Every Aboriginal group has its own story to tell of resistance and the fight for their land.

Two events in the Northern Territory in the 1960s captured international attention: In 1963, provoked by a unilateral government decision to excise a part of their land for a bauxite mine, Yolngu people at Yirrkala in north-east Arnhem Land sent to the House of Representatives a petition demanding that their land rights be respected.

The bark petition provoked a government inquiry and later the Yolngu launched litigation, but the mine went ahead and today the Yolngu are still fighting to be a party to the agreement between government and the multinational company extracting the bauxite.

In August 1966 Gurindji people at Wave Hill cattle station went on strike demanding wages and a return of some of their traditional lands.

The demand was rejected but the Gurindji continued to camp on their traditional country at Daguragu – they broke the white man'slaw but obeyed their own.

The campaign was taken up by supporters in Australia's cities and eventually the Gurindji won title to part of their land.

The Gurindji and the Yolngu had put land rights on the national political agenda.

The 1967 Referendum

Campaigning by Aboriginal people and their supporters led to a historic national referendum in 1967.

By the largest majority ever recorded, 91 per cent of Australians voted "Yes" to amend the constitution.

Voters overwhelmingly approved giving the Federal Government the constitutional power to make special laws on Aboriginal affairs which could over-rule any state legislation.

It was a significant victory in our struggle.

The Woodward Commission

The Australian Labor Party took up Aboriginal land rights as part of its successful 1972 attempt to dislodge the conservative Liberal-Country Party Coalition Government in Canberra.

Launching his party's election campaign, Labor leader Gough Whitlam said: We will legislate to give Aboriginal Land Rights – because all of us as Australians are diminished while the Aborigines are denied their rightful place in this nation.

But rather than pursue a national land rights law, Prime Minister Gough Whitlam chose to establish a precedent in the Commonwealth controlled Northern Territory.

In February 1973 he appointed Mr Justice Woodward to inquire into appropriate ways to recognise Aboriginal land rights in the Northern Territory.

In April 1974 Woodward presented his second and final report.

Justice Woodward reported that the aims of land rights were: The doing of simple justice to a people who have been deprived of their land without their consent and without compensation.

The promotion of social harmony and stability within the wider Australian community by removing, as far as possible, the legitimate causes of complaint of an important minority group within that community.

The provision of land holdings as a first essential for people who are economically depressed and who have at present no real opportunity of achieving a normal Australian standard of living.

The preservation, where possible, of the spiritual link with his own land which gives each Aboriginal his sense of identity and which lies at the heart of his spiritual beliefs.

• Written request 1: In the entries, switch "detect" to "locate" and write out everything from the line containing "Given the image above, detect ocean and" down to the line containing "[105,43,300,173]", leaving all else unchanged.
The text and the entries have nothing to do with each other.

• Data for this task:
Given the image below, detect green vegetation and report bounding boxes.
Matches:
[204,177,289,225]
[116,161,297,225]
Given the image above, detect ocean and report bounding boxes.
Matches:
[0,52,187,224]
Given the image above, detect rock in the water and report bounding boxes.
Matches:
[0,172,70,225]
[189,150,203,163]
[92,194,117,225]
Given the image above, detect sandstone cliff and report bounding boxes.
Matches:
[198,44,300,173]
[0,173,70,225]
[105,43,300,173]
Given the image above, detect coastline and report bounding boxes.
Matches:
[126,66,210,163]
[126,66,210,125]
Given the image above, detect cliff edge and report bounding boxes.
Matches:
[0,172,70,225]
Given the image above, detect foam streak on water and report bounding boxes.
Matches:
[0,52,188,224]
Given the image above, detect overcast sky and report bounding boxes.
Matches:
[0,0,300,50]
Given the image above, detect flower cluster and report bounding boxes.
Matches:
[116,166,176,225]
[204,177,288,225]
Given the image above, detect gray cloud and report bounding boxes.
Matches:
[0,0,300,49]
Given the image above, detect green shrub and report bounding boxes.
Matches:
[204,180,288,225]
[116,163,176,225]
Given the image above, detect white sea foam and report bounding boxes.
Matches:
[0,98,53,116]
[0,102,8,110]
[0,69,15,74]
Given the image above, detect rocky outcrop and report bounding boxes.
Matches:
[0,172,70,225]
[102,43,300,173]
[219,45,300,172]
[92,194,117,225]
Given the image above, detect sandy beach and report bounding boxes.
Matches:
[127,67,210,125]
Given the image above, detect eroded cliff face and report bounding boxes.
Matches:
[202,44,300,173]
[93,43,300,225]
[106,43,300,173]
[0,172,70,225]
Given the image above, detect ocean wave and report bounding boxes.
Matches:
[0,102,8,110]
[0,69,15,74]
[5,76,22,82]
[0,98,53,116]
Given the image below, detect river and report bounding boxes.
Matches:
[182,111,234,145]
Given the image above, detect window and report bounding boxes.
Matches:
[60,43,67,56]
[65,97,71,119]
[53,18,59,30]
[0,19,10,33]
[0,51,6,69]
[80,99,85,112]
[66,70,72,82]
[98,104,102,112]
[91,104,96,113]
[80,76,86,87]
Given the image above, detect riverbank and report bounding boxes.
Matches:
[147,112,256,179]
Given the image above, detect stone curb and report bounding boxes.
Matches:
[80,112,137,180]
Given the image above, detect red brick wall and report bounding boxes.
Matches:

• Written request 2: List every individual year written as a four-digit number in the text on Aboriginal land rights.

• Expected output 1:
Given the image above, locate ocean and report bounding boxes.
Matches:
[0,52,187,224]
Given the image above, locate rock in the water and report bounding boxes.
Matches:
[0,172,70,225]
[189,150,203,163]
[92,194,117,225]
Given the image above, locate sandstone cliff and report bounding boxes.
Matches:
[198,44,300,173]
[0,173,70,225]
[105,43,300,173]

• Expected output 2: 1963, 1966, 1967, 1972, 1973, 1974